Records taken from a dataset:
'''

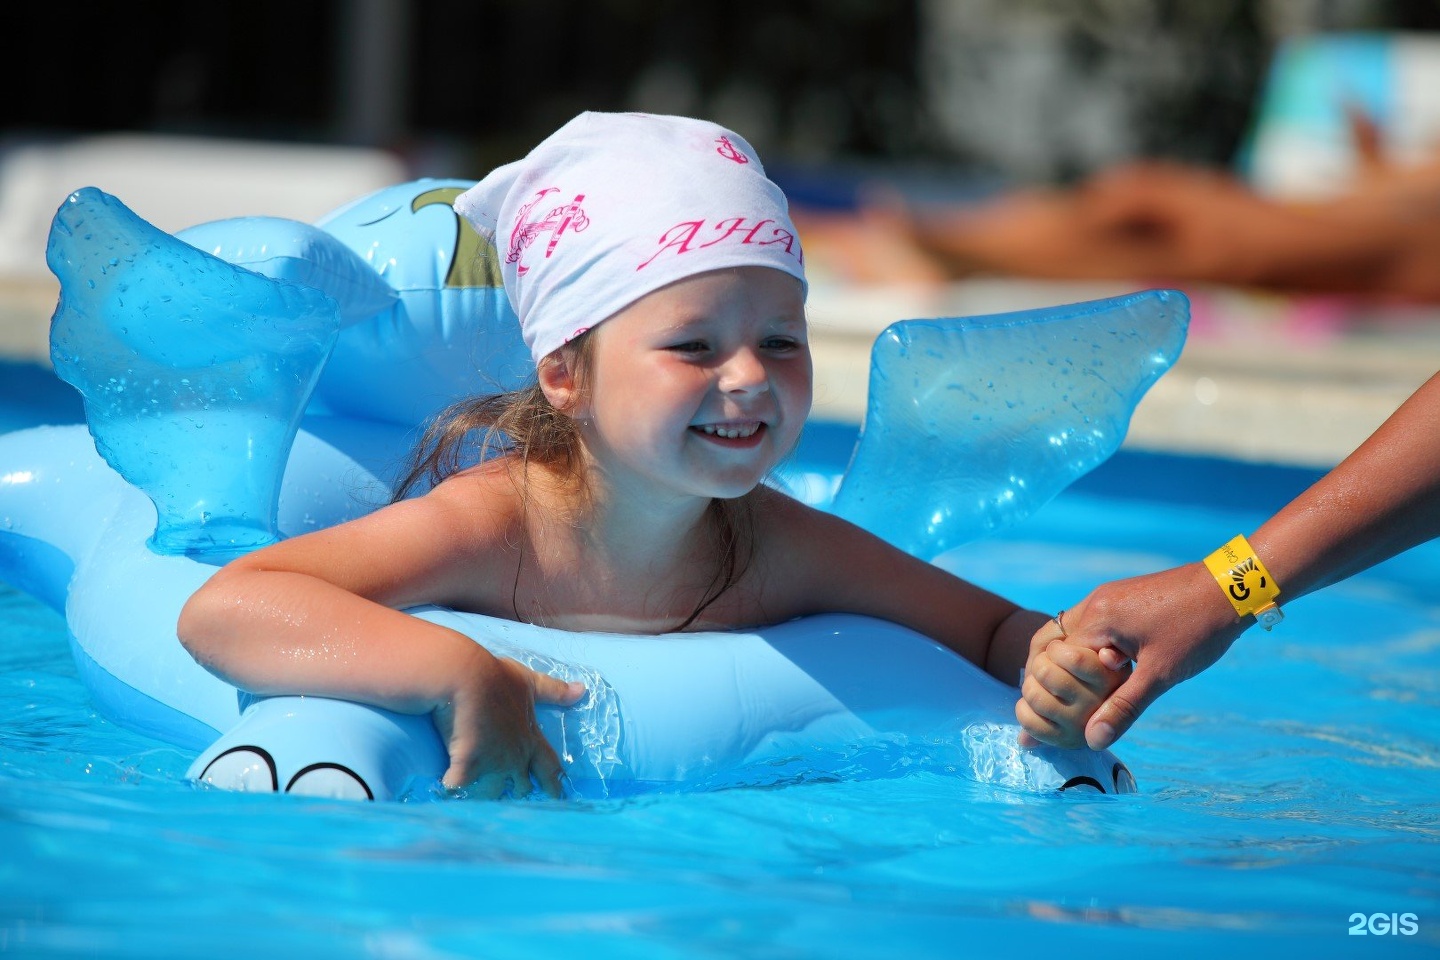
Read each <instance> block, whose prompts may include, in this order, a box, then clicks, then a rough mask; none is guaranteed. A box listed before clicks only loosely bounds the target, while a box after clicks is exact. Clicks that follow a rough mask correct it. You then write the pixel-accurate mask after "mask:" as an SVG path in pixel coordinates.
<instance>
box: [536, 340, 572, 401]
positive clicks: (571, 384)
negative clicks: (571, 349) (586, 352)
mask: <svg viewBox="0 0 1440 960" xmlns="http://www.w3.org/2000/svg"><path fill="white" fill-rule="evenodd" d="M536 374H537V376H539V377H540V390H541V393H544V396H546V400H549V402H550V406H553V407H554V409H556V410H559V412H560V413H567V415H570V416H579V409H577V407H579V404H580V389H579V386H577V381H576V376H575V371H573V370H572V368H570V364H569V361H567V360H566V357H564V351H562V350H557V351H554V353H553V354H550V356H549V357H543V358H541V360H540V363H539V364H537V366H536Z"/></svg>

'''
'''

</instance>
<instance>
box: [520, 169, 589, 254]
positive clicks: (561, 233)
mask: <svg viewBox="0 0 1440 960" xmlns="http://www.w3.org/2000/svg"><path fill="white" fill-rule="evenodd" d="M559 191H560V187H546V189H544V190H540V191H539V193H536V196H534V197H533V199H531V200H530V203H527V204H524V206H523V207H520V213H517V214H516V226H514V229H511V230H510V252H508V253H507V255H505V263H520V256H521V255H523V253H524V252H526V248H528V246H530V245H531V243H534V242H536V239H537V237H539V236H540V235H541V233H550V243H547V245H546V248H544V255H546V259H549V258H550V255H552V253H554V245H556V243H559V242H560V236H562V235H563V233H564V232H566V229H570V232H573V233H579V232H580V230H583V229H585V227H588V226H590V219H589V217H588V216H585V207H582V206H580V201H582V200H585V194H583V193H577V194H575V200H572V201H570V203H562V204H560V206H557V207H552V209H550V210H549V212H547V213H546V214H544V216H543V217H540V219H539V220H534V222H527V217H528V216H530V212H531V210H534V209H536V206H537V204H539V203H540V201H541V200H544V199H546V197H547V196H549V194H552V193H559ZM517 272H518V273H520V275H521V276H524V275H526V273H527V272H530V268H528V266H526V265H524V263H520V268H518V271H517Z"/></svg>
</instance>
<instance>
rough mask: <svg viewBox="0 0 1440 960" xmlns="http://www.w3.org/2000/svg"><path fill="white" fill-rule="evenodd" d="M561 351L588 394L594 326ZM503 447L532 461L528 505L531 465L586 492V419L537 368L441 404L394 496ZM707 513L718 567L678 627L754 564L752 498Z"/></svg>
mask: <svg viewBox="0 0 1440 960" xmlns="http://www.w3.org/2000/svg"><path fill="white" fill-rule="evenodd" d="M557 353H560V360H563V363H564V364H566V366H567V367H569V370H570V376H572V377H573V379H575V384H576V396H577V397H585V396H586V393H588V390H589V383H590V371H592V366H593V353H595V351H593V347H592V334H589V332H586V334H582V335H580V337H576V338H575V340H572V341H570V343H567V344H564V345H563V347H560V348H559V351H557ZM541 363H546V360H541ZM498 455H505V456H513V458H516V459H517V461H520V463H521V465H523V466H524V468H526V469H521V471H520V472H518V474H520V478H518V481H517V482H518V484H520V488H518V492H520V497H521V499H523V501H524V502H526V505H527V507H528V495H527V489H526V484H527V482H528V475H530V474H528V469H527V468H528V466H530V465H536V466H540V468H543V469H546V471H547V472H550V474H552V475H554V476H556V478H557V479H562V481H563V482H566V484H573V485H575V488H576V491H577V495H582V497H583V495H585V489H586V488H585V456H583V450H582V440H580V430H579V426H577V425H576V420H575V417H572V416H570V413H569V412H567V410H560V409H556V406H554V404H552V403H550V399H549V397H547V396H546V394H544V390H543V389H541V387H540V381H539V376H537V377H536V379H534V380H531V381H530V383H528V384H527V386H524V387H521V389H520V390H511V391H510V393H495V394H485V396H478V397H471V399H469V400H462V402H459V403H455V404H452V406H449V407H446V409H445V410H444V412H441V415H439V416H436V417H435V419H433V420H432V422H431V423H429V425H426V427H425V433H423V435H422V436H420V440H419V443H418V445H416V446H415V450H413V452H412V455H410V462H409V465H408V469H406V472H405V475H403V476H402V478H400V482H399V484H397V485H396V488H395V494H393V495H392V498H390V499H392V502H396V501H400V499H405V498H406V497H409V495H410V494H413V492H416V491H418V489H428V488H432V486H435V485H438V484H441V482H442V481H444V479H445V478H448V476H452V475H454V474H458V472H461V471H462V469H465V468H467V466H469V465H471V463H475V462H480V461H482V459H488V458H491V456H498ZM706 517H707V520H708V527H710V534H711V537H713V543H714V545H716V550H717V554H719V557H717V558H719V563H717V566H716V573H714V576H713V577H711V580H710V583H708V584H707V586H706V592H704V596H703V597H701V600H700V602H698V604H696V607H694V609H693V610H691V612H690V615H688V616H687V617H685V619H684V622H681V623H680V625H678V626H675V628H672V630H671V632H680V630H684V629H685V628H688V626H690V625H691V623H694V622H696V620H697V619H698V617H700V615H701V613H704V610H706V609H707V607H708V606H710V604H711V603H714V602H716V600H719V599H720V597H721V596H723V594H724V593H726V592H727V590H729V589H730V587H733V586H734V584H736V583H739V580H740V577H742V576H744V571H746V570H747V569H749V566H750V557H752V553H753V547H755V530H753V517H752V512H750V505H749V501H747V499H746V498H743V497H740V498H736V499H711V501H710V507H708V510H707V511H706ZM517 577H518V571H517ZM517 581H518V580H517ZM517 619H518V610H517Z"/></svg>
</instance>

'''
'''

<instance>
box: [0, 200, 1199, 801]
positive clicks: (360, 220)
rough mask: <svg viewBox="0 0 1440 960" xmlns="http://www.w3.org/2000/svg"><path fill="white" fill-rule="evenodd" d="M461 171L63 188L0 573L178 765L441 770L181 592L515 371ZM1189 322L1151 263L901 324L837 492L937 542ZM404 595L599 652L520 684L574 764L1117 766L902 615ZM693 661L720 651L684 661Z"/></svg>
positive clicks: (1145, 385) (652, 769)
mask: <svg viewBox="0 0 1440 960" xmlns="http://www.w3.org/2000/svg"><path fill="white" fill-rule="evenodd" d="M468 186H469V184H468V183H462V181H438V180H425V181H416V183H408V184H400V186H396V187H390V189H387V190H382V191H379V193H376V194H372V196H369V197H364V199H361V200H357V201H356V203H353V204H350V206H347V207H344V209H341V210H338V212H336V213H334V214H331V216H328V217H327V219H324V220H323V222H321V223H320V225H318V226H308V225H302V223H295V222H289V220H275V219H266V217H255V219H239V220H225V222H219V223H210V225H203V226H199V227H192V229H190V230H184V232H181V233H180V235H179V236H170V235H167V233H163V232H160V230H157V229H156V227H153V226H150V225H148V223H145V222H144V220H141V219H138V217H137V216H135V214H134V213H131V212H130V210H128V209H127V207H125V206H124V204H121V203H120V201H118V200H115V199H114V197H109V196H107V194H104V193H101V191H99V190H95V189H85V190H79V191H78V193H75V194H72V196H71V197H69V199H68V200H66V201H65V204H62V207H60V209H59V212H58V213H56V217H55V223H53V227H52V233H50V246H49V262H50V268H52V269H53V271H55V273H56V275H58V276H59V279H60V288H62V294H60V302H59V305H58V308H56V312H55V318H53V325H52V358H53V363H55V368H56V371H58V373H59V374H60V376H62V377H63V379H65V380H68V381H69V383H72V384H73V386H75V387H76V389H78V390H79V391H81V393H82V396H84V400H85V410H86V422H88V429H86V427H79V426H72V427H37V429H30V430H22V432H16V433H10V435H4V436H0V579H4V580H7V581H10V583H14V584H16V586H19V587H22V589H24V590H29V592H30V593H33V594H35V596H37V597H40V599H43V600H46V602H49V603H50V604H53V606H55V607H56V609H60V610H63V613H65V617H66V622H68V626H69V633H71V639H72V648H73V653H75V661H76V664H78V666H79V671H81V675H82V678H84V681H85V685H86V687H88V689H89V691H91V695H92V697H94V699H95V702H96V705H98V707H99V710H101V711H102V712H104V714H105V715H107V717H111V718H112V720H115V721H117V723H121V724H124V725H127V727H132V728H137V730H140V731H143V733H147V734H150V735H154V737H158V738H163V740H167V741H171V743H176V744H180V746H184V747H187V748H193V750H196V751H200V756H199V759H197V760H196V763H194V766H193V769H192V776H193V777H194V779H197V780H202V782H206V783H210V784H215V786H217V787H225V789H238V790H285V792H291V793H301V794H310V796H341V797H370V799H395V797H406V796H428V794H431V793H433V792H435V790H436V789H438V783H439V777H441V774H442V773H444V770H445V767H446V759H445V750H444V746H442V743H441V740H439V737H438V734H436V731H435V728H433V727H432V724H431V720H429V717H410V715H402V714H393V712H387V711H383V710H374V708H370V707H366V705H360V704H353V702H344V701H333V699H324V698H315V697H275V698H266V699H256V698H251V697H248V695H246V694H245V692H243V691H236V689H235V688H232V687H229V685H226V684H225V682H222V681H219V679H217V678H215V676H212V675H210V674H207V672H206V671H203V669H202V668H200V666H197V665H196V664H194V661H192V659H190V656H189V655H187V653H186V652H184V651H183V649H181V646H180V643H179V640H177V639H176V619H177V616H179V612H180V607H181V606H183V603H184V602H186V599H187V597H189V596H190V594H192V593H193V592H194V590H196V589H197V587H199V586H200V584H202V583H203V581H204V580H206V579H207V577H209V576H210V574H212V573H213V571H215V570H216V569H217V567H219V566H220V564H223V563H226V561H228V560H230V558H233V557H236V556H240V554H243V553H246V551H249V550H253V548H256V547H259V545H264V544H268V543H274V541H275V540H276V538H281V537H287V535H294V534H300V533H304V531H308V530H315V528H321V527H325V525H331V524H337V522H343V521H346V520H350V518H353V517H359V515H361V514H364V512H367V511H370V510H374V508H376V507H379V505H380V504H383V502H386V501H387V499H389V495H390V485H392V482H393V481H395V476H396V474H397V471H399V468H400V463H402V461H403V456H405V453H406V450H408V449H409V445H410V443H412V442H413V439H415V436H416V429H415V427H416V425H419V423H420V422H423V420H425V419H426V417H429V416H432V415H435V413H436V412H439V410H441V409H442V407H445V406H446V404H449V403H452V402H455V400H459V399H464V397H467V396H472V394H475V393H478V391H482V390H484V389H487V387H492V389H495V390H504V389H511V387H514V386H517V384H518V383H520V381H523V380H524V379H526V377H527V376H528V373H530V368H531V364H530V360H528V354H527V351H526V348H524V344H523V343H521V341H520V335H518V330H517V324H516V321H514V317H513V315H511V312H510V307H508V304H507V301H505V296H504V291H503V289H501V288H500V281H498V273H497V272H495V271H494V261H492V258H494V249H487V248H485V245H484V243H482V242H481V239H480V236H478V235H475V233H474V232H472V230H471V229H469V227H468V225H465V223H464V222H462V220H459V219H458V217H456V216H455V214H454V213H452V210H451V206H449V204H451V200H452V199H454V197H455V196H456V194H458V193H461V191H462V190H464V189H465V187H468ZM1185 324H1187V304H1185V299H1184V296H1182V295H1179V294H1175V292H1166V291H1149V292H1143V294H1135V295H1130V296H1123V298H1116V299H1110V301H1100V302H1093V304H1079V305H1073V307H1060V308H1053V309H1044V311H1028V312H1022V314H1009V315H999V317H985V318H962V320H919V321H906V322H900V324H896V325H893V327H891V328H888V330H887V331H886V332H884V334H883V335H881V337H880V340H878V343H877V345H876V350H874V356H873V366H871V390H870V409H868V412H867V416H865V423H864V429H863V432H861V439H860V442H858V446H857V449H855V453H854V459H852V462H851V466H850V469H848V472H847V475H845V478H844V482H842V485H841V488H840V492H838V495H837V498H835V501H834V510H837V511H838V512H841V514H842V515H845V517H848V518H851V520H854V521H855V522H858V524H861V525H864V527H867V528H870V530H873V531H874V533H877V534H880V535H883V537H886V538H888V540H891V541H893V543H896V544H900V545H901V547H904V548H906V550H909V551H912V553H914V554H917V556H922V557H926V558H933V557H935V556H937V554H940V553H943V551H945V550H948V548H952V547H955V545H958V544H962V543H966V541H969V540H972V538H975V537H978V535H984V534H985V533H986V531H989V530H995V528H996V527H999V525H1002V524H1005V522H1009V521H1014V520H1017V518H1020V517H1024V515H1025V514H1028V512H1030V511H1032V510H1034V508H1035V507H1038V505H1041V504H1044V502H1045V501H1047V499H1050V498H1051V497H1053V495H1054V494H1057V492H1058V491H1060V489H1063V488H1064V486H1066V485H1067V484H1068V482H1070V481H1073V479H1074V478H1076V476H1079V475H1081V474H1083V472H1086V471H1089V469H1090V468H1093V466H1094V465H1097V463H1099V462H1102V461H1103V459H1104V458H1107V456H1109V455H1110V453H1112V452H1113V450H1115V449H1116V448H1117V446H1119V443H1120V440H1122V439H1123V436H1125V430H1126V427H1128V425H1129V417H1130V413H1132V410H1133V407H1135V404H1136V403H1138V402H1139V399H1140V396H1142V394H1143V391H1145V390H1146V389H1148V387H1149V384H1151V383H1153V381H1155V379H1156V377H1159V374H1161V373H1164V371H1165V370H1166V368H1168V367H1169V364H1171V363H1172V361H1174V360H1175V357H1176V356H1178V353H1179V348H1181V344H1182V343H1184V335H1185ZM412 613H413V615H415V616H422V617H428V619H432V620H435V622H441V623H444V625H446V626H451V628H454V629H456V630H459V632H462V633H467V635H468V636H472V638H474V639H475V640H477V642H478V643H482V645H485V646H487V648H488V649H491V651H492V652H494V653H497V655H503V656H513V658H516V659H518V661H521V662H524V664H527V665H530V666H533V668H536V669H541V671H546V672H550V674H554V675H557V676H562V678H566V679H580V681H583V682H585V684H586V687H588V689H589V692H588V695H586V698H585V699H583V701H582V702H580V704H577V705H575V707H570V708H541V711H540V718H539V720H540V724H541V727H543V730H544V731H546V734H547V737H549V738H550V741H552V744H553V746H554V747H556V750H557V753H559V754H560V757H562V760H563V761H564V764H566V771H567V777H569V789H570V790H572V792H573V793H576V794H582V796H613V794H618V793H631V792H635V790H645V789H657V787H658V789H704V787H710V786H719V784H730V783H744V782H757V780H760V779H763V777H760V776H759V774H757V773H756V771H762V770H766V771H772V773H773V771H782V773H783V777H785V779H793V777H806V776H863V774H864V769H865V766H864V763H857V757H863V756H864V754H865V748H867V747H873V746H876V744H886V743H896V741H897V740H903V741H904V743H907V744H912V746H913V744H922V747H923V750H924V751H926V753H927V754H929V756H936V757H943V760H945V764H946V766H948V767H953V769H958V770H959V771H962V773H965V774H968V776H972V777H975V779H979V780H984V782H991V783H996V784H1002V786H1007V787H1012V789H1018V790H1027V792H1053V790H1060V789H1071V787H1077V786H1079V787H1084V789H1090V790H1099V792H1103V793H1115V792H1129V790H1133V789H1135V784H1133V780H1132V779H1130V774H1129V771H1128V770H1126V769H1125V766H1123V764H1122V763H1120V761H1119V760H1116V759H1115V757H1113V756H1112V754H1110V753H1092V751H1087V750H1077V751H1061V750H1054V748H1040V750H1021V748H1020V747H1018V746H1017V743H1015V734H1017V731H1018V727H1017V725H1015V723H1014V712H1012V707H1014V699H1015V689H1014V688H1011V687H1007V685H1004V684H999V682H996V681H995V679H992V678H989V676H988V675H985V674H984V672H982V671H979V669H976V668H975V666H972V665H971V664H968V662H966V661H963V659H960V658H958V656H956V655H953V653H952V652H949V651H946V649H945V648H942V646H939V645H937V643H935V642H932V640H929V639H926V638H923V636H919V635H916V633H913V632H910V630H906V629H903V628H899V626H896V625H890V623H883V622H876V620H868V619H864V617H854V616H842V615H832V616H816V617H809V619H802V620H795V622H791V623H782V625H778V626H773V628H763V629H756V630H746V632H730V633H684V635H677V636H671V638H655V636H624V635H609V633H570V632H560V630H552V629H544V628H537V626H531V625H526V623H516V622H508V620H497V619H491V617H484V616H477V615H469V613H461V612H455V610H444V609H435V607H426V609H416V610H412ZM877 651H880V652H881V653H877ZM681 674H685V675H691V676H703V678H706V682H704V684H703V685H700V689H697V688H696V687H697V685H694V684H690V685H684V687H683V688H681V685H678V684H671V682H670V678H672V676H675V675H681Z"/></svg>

'''

- WRITTEN TASK
Recast the lines of the listing between the line holding "Read each <instance>" and the line holding "negative clicks: (571, 349) (586, 352)", inclusive, as a Markdown table with the columns Row and Listing line. Give only those lines and leave out any blank ones.

- WRITTEN RESPONSE
| Row | Listing line |
|---|---|
| 1 | Read each <instance> block, whose prompts may include, in this order, a box, then clicks, then a rough mask; none is guaranteed. A box listed before clicks only loosely bounds the target, while a box after clicks is exact. Clicks that follow a rough mask correct it. You then write the pixel-accurate mask after "mask:" as an SVG path in pixel coordinates. |
| 2 | <instance> |
| 3 | box: [536, 340, 572, 401] |
| 4 | positive clicks: (571, 384) |
| 5 | negative clicks: (571, 349) (586, 352) |